— BEGIN Page extract —

Marsalis: Here’s the thing I’ll never forget: There were a lot of Hollywood celebrities coming with police escorts to visit the evacuees. So these policemen came to escort us, and Harry turned to them and said, “Look, I don’t mean no disrespect. But it would be really difficult for me to go and visit my people down there with you standing there giving the impression that I need to be protected from them.” And they backed off. We went down on the grounds and talked with people, prayed with people, hugged people and listened to people. There was nothing else we could do. When we were leaving, the guy escorting Harry said, “You know, I’ve been watching this unfold for the last week and a half. I’ve seen a lot of celebrities come down here and take pictures in front of the people, but I haven’t seen anybody come down here and be with the people.” It was one of those great moments where Harry showed what he’s really about.

Connick: Thank you, bro. But I really didn’t feel like I had much of a choice.

Marsalis: But you know what I’m saying, Harry. There were other people—who don’t need to be named—coming in there with security guards and cameras, and it was just a photo op. I was raw anyway, and it just made me madder watching some of that foolishness go on. No, Harry stepped up big-time.

From your perspective, how is the city doing now?

Connick: This was a huge natural disaster. People don’t realize how big it actually was. So New Orleans is doing pretty darned well. It’s only been a few years, and you’re talking about a huge area that was destroyed. You’ve got to give it 10 years, anyway. Man, it takes a hell of a long time to put a city back together.

It’s odd to say this considering the tragic circumstances in which this project began, but the Musicians’ Village seems like a great environment for anyone who loves music. Yet it wouldn’t have existed without this horrible event having taken place.

— END Page extract —

• **Directive 1**: Can you rewrite the stretch of the interview from "Connick: Thank you, bro." through "stepped up big-time.", swapping "photo op" for "publicity stunt"?

— BEGIN Records shown —

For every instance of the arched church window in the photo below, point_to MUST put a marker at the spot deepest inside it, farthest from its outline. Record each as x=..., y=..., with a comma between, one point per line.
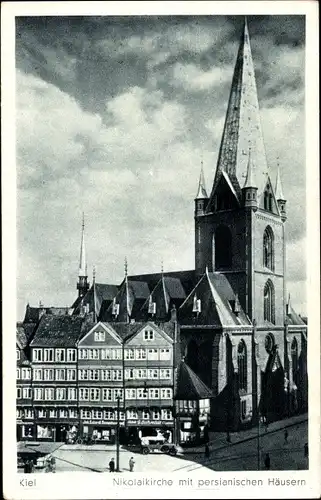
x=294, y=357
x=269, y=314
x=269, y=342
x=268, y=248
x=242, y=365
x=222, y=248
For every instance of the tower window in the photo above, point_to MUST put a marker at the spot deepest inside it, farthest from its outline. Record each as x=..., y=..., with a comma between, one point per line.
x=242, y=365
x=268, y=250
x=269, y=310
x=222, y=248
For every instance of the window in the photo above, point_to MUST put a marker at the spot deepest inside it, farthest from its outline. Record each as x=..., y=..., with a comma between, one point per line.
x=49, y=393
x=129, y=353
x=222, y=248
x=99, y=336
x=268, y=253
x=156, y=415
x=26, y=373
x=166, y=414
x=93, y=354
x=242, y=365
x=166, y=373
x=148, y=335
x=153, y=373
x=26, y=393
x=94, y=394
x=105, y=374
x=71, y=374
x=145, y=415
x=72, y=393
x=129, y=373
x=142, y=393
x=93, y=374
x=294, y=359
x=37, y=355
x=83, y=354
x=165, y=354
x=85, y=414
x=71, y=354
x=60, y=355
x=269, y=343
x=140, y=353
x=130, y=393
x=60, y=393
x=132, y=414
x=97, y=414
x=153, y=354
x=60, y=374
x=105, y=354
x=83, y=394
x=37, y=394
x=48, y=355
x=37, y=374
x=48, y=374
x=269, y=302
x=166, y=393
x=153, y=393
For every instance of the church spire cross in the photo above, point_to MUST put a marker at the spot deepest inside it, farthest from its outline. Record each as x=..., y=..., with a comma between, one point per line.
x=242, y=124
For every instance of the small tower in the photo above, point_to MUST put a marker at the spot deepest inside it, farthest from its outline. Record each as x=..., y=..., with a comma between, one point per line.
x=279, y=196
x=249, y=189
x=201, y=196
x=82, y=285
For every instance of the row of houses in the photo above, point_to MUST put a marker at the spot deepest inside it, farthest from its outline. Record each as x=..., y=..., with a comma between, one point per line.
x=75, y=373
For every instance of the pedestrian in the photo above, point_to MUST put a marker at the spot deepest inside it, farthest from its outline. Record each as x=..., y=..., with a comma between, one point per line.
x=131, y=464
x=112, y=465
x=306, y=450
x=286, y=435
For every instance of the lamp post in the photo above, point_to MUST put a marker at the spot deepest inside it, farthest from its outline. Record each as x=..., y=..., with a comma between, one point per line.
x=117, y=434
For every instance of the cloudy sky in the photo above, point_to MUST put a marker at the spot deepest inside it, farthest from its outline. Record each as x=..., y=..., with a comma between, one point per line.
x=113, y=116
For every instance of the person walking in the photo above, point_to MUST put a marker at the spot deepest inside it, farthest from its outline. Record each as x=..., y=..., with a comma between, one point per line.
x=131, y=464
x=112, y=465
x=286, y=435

— END Records shown —
— BEGIN Records shown —

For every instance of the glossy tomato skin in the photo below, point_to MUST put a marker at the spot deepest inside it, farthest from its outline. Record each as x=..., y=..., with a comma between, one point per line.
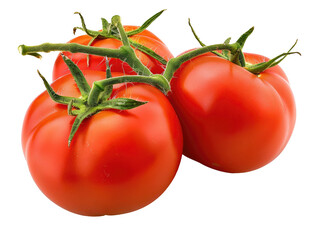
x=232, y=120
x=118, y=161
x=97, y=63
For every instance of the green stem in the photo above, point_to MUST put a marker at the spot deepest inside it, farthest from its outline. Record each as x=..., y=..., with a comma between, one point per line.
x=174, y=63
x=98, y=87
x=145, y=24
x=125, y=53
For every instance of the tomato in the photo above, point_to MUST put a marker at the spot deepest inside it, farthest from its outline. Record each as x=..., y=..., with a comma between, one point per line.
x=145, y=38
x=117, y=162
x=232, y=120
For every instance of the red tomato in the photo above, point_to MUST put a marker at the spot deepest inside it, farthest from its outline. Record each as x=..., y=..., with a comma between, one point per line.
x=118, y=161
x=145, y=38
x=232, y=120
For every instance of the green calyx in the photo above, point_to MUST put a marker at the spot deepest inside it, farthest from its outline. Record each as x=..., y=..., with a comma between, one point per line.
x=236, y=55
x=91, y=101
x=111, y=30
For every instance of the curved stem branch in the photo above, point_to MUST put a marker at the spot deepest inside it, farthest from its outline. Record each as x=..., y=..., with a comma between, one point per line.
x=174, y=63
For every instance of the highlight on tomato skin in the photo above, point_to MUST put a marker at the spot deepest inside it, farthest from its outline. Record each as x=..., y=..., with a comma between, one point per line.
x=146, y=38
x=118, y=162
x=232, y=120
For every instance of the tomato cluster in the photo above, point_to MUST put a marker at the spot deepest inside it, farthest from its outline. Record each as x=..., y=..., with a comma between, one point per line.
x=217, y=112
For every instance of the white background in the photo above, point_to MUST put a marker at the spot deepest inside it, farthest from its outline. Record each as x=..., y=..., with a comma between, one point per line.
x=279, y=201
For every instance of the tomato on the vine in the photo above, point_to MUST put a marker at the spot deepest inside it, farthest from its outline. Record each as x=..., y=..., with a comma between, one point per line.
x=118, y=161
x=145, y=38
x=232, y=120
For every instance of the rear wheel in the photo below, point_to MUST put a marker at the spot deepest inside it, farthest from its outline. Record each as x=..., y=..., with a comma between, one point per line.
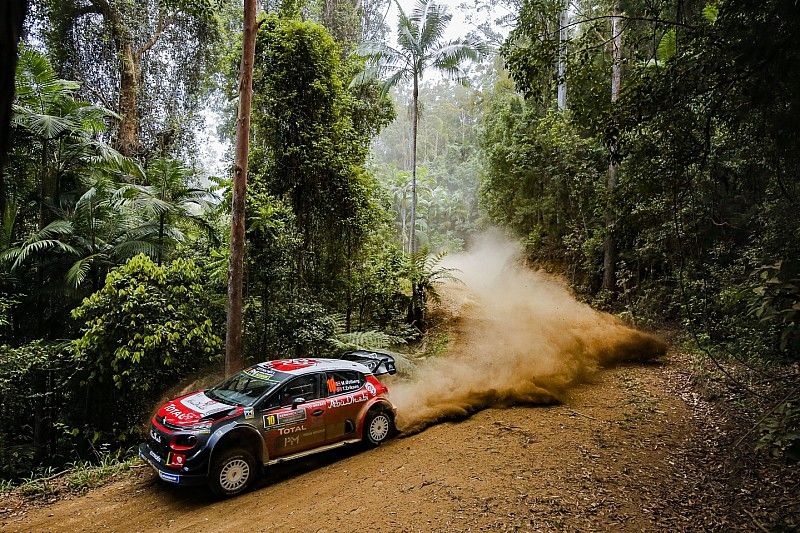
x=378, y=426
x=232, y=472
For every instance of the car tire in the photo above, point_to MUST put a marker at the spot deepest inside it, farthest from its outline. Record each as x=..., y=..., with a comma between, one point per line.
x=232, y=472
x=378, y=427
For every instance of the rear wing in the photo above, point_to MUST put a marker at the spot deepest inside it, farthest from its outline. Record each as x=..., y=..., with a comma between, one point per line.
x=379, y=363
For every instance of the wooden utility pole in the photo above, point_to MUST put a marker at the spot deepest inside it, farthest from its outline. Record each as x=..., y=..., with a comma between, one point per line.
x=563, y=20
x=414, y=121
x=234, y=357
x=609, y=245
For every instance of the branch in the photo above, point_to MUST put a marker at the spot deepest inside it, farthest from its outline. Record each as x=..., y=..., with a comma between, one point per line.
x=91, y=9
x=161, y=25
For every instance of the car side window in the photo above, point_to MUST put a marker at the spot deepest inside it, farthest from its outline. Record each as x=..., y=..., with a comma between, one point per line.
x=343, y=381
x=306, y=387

— END Records shown —

• **Directive 2**: Which lines in the rows contain the string "stem"? Copy out each of them.

• **Correct output 1**:
Connick: Thank you, bro. But I really didn’t feel like I had much of a choice.

Marsalis: But you know what I’m saying, Harry. There were other people—who don’t need to be named—coming in there with security guards and cameras, and it was just a publicity stunt. I was raw anyway, and it just made me madder watching some of that foolishness go on. No, Harry stepped up big-time.

• **Correct output 2**:
For every instance of the green stem in the photo above, point_to MUST put a marker at the spot deepest inside it, farthest from its outline. Record each as x=..., y=..., with a comma between, one point per line.
For every instance of the curved stem branch in the photo above, point_to MUST put a marker at the spot deepest inside it, farthest from its outline. Record each as x=..., y=..., with a comma between, one point per line.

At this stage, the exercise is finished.